Supplied material:
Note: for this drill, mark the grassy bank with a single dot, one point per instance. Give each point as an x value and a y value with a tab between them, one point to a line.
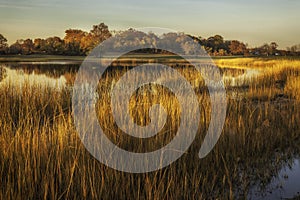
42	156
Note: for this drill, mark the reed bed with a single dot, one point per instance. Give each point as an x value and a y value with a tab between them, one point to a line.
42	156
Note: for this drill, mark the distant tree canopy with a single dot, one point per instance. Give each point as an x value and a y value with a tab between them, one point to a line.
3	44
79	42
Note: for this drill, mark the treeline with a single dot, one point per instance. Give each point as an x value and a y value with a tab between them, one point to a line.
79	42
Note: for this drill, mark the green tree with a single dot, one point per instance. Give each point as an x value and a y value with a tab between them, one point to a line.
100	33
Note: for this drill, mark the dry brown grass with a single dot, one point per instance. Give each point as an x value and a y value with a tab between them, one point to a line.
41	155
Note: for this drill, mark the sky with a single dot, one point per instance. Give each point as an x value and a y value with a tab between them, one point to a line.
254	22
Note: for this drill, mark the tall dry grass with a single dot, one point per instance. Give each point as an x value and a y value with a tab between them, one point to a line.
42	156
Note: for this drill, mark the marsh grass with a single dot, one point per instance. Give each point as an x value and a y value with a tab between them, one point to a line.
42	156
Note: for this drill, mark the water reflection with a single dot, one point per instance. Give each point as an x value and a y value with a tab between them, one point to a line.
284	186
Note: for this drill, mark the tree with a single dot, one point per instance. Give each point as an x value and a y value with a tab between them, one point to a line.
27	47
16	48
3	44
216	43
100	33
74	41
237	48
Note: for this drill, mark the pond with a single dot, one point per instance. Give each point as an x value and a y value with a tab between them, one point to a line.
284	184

--

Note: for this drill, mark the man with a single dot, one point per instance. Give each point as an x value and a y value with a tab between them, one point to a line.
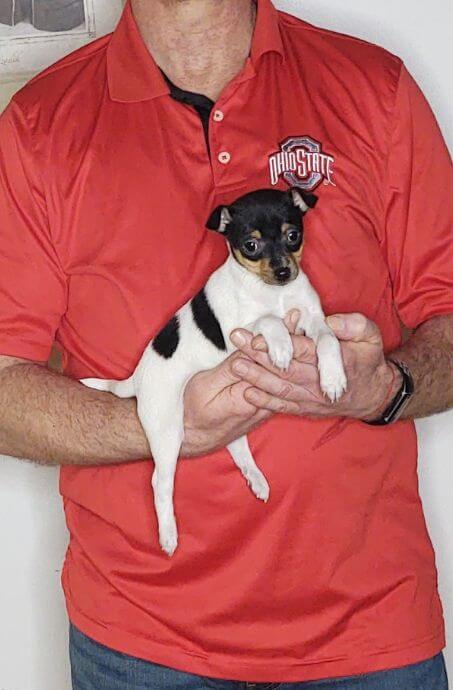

Exercise aim: Return every line in the listing above that contains the word "pond", treating uppercase and lowercase as different.

Written reply:
Note: for this drill, mark the pond with a single dot, one point per instance. Give each point as an x value and a y value with a tab between them, one point to a line.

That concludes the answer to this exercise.